### Extract provided
== == ==
1. Michael (1613-1645)
The first Romanov to be crowed czar, Michael is remembered for the sense of stability he brought to Russia during one of its darkest periods. For more than 20 years during the so-called Time of Troubles, the country had suffered a devastating series of invasions, famines and revolts while a string of would-be leaders tried to fill the void left by the Rurik dynasty’s extinction. No less than three different pretenders to the throne, known collectively as the “False Dmitrys,” all claimed to be the long-dead younger son of Ivan the Terrible. A national assembly was convened to review dozens of possible candidates, and on February 21, 1613, Michael, a relative of one of Ivan the Terrible’s wives, was declared czar.
The 16-year-old noble wasn’t exactly eager to accept his new role. His parents had suffered greatly during the Time of Troubles—his mother had been forced to become a nun and his father a monk—and he and his mother were in hiding when emissaries from the national convention arrived. Once he agreed to lead Russia, the uneducated and physically weak Michael wasn’t exactly a strong-willed ruler, but his legitimate presence brought both peace and order to a country on the verge of destruction.
2. Elizabeth (1741-1761)
The illegitimate daughter of Peter the Great and a mistress who later became his wife, Elizabeth traveled down a rocky path to the throne. Sixteen years after her father’s death, she engineered a coup against the sitting regent, Anna Leopoldovna, and later wrested control of Russia’s bureaucracy from German courtiers. Fun-loving and flirtatious, Elizabeth was the life of the party at the Russian court and took dozens of lovers—but behind this façade was a will of steel.
Elizabeth abolished the death penalty, opened some of Russia’s first universities and supported the Russian Orthodox Church. She became Russia’s premier patron of the arts, and many of the country’s architectural glories were built and designed during her reign. Though she achieved military and diplomatic success in the Seven Years’ War, these achievements were quickly undone by her nephew and heir Peter III, who after a brief reign was overthrown by his wife Catherine II—now known to history as Catherine the Great.
3. Alexander I (1801-1825)
Catherine the Great’s beloved grandson came to power after the assassination of his father Paul I, a crime he more than likely knew about before it happened. The events that handed him the throne would haunt Alexander I for the rest of his life. Among non-Russians, this idealistic czar—whose reign provided the backdrop for Tolstoy’s epic “War and Peace”—is perhaps best remembered for his complex relationship with Napoleon Bonaparte. As a young man, Alexander greatly admired the dynamic French leader, but their relationship soon soured. By 1812 Napoleon’s massive continental army was poised to invade Russia. In what many consider his finest hour, Alexander rallied his people to the defense of the motherland and, with the fortuitous help of the brutal Russian winter, turned back Napoleon’s army before it reached Moscow. The czar then took his troops on a ridiculously long victory march across Europe and arrived in Paris just in time to take part in the 1814 Treaty of Paris, which put Russia at the political center of Europe.
== == ==
### Data listing
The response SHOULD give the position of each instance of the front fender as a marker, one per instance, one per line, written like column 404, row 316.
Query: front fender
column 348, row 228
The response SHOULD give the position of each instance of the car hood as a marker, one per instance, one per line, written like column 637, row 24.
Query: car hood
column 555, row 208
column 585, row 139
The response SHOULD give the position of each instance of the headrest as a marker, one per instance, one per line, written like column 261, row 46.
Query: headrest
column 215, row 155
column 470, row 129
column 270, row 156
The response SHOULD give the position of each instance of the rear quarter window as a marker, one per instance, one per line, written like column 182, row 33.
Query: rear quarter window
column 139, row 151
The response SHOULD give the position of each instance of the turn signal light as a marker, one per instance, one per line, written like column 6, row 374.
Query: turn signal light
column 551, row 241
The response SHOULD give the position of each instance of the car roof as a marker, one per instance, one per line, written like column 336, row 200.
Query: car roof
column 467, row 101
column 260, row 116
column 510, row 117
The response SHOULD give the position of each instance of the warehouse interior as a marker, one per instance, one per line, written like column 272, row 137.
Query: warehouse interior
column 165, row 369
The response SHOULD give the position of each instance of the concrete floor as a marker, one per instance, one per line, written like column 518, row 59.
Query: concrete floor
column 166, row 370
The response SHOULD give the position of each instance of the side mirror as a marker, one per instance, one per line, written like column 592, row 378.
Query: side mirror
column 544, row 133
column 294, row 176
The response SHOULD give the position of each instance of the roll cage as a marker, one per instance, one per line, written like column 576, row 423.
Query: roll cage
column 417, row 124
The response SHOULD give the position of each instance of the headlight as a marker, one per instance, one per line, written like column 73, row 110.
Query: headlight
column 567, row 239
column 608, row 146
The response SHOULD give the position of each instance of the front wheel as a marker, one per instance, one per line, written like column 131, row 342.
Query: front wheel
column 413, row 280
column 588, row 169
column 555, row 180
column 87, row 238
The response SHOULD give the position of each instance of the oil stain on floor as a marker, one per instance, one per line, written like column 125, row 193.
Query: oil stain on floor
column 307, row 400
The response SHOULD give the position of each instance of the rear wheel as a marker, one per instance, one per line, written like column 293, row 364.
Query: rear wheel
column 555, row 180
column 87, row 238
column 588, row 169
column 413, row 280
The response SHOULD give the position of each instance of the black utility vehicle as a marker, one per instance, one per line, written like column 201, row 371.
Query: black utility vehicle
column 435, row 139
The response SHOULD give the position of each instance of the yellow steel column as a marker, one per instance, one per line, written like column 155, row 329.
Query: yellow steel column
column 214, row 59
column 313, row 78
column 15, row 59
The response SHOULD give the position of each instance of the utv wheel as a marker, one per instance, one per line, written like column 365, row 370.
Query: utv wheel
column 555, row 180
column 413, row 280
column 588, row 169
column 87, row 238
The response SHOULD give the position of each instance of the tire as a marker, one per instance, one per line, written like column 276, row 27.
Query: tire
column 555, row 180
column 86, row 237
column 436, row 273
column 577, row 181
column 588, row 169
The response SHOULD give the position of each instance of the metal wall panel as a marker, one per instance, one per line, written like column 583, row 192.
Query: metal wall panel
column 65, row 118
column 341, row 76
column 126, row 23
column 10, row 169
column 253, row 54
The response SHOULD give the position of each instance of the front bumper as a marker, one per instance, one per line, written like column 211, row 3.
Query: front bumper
== == ==
### What you need to do
a - List every ruler named in a numbered heading of the text on the Romanov rulers, with the years shown for each.
b - Carry on the text on the Romanov rulers from the point where it stops.
The items are separate from the text on the Romanov rulers.

### Answers given
a -
Michael (1613-1645)
Elizabeth (1741-1761)
Alexander I (1801-1825)

b -
On the home front, Alexander had a far more complicated record. A reformer in the early part of his reign, he soon realized (like other leaders before and after him) that governing the unruly Russian empire was far easier to do with a strong fist. He began to renege on many of his more liberal policies and increasingly withdrew from public life until his death in November 1825. Even in death, the czar proved an enigma: Rumors swirled that he had faked his demise, secretly abdicated and scurried off to live the life of a religious hermit. To this day, many people claim that one of the Orthodox Church’s most famous saints was actually Alexander. This belief was strengthened when Soviet officials opened his grave in the early 20th century and—supposedly, at least—found an empty casket.
4. Nicholas I (1825-1855)
The ninth child and third son of Paul I, Nicholas I was an unlikely ruler. He had spent his early years in the army, where his cruel, ruthless nature earned him few admirers and many enemies. Alexander I’s sudden and mysterious death in late 1825 left Russia with a succession crisis: Grand Duke Constantine, the heir apparent, had the backing of Russia’s powerful military but little inclination to take on the job, while Nicholas had few supporters. Tensions came to a head in December when a group of army cadets rose up in armed protest against Nicholas’ accession. The new czar brutally crushed the rebellion, known as the Decembrist Revolt, executing many of its leaders and sentencing the rest to the horrors of a Siberian exile.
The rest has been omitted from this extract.